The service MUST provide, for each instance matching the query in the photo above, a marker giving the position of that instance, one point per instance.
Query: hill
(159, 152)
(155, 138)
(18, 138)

.....

■ WORK REQUIRED: From the first line to the last, transcribe the data exactly.

■ TASK OUTPUT:
The service MUST provide, for each instance matching the query in the photo above, a marker giving the position of that instance, one point per instance.
Query: hill
(159, 152)
(155, 138)
(18, 138)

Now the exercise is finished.